=== TEXT PASSAGE ===
By April Simpson ’06

For the person with a spinal cord injury who is confined to a wheelchair, stem cell research could offer the chance to walk again. For doctors, this research extends the possibility of reversing the progressive loss of mental capacity found in Alzheimer’s patients.

Yet many argue that this revolutionizing area of modern medicine could potentially deprive an embryo of the right to develop into a human being.
Reconciling the two positions is difficult. “It’s purely a political question of how much the U.S. wants to be dictated by religious positions,” said Sarah Franklin ’82, professor of social studies of biomedicine at the London School of Economics and Political Science.

Leaders in the field of embryonic stem cell research delivered lectures and debated these issues and others at “The Promise and Politics of Stem Cell Research” conference held in Weinstein Auditorium in March. The conference, sponsored by the Office of the President and the 2004-05 Louise W. and Edmund J. Kahn Liberal Arts Institute, was part of the institute’s yearlong project Biotechnology and World Health.

The Kahn Institute supports collaborative research among faculty and students. This year, 18 faculty and student fellows representing nine departments are researching such topics as the relationship between biotechnology and hunger and the ways in which religion and politics affect the reproductive health and lives of women in Ireland.

Embryonic stem cells are of particular interest to the scientific and medical communities because of their immortality and their ability to develop into virtually any other cell made by the human body. The debate over the use of these cells springs from their retrieval from in vitro fertilization clinics, fears that the cells will be used for human cloning and a question that also encompasses the abortion issue.

“The crux of the matter, in my opinion, revolves around the question of when life begins,” said Douglas Melton, Harvard University Thomas Dudley Cabot Professor of the Natural Sciences. “Life, or personhood, is a process,” he added.

Massachusetts Governor Mitt Romney supports state funding for stem cell research excluding cloning. He also supports guidelines that permit the development of embryonic stem cell lines from surplus embryos in fertility clinics, but he does not support the creation of new embryos for research.

National policy limits public research funding to support only work on previously established cell lines, but private funding has no such restrictions.

“The day that stem cells cure a patient with spinal cord injury or Parkinson’s disease is the day the political debate ends,” noted Sidney H. Golub, former executive director of the Federation of American Societies for Experimental Behavior and a member of the Smith College Board of Trustees.

Although none of the Kahn student fellows is focusing specifically on stem cells, Smith Deborah Haas-Wilson, professor of economics and panel chair, says that the current political debate was a common topic of interest among fellows across academic disciplines.

The conference included perspectives that offered feminist critiques, highlighting the political history of embryonic stem cell research and its relationship with the women’s movement, and that stressed the importance of educating the public and becoming personally involved in the political process.

“From the Kahn’s perspective, the conference embodied what the Kahn is all about -- the collaborations and the interdepartmental perspectives on issues,” says Kahn fellow Rachel Shoichet ’05, who is exploring family and reproductive technologies through firsthand accounts of doctors specializing in in vitro fertilization. “Stem cells are the perfect example because of the [interest] that this research has generated so far.”

(Dataset entries)
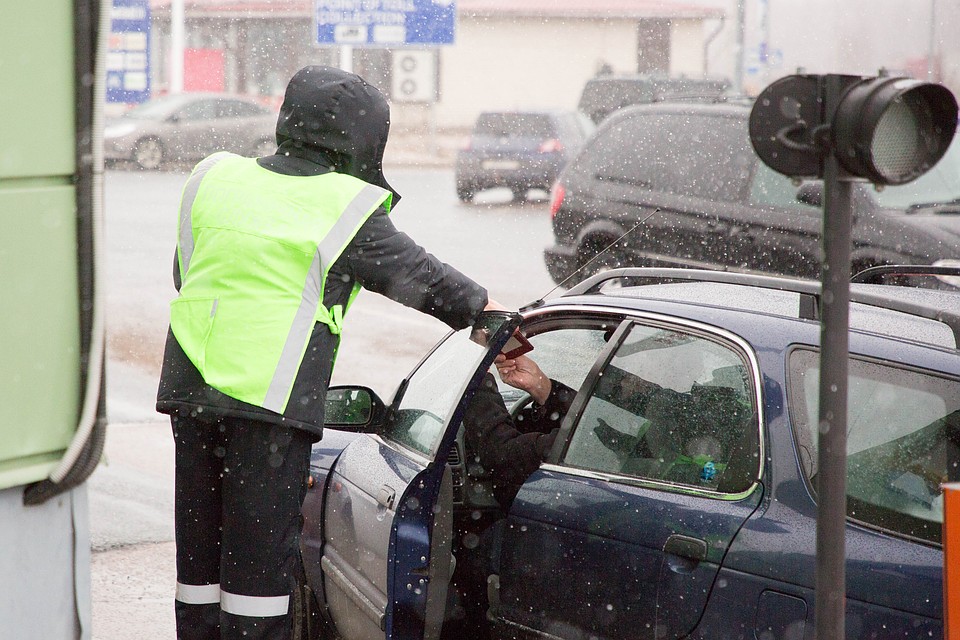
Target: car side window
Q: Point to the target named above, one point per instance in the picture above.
(566, 353)
(903, 441)
(671, 406)
(773, 189)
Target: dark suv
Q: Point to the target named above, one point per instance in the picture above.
(688, 172)
(520, 150)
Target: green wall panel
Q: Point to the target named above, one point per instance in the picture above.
(39, 341)
(36, 89)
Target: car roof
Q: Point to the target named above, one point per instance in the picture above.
(924, 316)
(732, 109)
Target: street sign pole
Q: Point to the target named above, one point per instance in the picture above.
(832, 440)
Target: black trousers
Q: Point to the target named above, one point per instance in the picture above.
(239, 487)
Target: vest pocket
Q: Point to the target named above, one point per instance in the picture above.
(191, 320)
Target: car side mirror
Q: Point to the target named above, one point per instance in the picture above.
(811, 193)
(353, 408)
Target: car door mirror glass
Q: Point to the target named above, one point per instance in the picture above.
(811, 193)
(352, 408)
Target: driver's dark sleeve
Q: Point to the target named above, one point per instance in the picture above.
(388, 261)
(507, 453)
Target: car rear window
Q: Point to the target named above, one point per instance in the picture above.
(903, 441)
(671, 406)
(515, 125)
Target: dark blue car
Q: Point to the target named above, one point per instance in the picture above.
(692, 519)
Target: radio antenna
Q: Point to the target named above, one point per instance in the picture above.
(537, 303)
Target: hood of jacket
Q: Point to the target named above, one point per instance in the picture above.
(336, 118)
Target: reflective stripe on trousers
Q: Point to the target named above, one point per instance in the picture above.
(238, 605)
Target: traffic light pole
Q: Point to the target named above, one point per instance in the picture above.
(832, 438)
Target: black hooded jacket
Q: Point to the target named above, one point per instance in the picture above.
(332, 120)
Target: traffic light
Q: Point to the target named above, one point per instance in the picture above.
(888, 130)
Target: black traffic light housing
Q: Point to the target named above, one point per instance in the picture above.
(888, 130)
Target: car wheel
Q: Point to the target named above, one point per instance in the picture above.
(148, 154)
(263, 147)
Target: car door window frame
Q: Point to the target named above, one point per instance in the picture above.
(707, 332)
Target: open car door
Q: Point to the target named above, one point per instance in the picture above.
(387, 557)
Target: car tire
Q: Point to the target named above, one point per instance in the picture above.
(148, 154)
(263, 147)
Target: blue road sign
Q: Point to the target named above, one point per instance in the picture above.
(385, 23)
(128, 52)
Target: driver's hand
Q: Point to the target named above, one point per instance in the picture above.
(523, 373)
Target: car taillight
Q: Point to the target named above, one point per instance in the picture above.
(556, 198)
(550, 146)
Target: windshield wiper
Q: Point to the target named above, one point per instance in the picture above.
(933, 205)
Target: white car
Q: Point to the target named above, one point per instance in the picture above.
(188, 127)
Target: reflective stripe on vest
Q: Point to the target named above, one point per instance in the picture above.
(198, 593)
(268, 235)
(254, 606)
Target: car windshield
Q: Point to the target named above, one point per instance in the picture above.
(156, 109)
(940, 184)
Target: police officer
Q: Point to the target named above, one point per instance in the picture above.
(271, 252)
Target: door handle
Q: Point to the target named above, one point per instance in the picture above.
(686, 547)
(386, 496)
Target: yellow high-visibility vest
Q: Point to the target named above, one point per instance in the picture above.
(254, 249)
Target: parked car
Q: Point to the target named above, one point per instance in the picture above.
(189, 126)
(688, 175)
(605, 94)
(520, 150)
(694, 520)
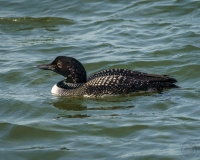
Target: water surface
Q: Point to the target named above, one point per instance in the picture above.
(159, 37)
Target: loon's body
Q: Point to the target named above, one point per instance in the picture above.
(106, 82)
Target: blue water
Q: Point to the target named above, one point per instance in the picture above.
(160, 37)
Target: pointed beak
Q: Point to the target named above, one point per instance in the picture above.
(45, 67)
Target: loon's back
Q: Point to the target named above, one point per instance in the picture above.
(106, 82)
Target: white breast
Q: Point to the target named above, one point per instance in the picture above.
(56, 90)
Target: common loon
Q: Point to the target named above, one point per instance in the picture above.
(105, 82)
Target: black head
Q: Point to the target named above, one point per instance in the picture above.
(69, 67)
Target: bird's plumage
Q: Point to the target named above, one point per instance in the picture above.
(106, 82)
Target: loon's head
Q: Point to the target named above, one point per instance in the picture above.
(69, 67)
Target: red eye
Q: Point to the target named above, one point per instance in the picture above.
(59, 65)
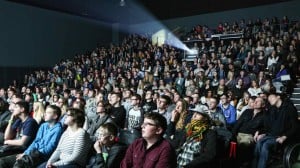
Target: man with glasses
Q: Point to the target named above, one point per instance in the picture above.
(152, 150)
(228, 110)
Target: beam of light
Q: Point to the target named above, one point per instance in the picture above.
(152, 26)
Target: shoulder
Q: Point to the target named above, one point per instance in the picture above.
(30, 121)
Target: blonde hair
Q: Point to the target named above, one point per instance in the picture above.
(38, 111)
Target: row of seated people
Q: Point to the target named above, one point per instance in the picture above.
(192, 134)
(81, 73)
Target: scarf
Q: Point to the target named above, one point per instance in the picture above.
(194, 130)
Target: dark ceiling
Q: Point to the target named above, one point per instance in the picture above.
(136, 11)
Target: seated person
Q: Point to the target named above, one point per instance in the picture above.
(74, 144)
(43, 145)
(109, 153)
(178, 122)
(280, 127)
(152, 150)
(245, 128)
(101, 118)
(20, 131)
(4, 117)
(228, 110)
(199, 148)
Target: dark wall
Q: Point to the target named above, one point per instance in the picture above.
(31, 37)
(289, 9)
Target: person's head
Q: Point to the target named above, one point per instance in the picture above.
(163, 102)
(251, 102)
(91, 93)
(21, 107)
(100, 107)
(274, 99)
(254, 84)
(75, 116)
(38, 106)
(135, 100)
(200, 114)
(115, 98)
(154, 126)
(61, 102)
(3, 105)
(107, 134)
(196, 98)
(100, 96)
(263, 95)
(259, 103)
(79, 103)
(149, 95)
(126, 93)
(181, 106)
(224, 98)
(12, 103)
(212, 104)
(52, 113)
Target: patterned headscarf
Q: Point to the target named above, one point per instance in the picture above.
(195, 129)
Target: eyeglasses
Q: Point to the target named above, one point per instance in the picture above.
(101, 135)
(148, 124)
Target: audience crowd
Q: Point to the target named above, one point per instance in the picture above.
(137, 104)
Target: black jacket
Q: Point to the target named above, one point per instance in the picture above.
(248, 124)
(115, 156)
(281, 121)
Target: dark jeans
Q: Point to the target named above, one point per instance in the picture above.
(262, 150)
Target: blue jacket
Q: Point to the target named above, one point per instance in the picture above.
(46, 139)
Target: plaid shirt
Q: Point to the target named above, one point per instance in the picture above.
(189, 149)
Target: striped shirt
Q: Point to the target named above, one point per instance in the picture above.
(72, 148)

=== WORK INSTRUCTION A ===
Based on the stem cell conference article, is each statement true? Answer yes or no, and quote the words from the article that decide it.
(i) The conference took place in Weinstein Auditorium in March.
(ii) Governor Mitt Romney supports creating new embryos for research.
(iii) Some of the Kahn student fellows are focusing specifically on stem cells.
=== WORK INSTRUCTION B ===
Pull out the section of the stem cell conference article from "Leaders in the" up to and including "women in Ireland.", word for word.

=== WRITTEN ANSWER A ===
(i) Yes: "conference held in Weinstein Auditorium in March"
(ii) No: "but he does not support the creation of new embryos for research"
(iii) No: "none of the Kahn student fellows is focusing specifically on stem cells"

=== WRITTEN ANSWER B ===
Leaders in the field of embryonic stem cell research delivered lectures and debated these issues and others at “The Promise and Politics of Stem Cell Research” conference held in Weinstein Auditorium in March. The conference, sponsored by the Office of the President and the 2004-05 Louise W. and Edmund J. Kahn Liberal Arts Institute, was part of the institute’s yearlong project Biotechnology and World Health.

The Kahn Institute supports collaborative research among faculty and students. This year, 18 faculty and student fellows representing nine departments are researching such topics as the relationship between biotechnology and hunger and the ways in which religion and politics affect the reproductive health and lives of women in Ireland.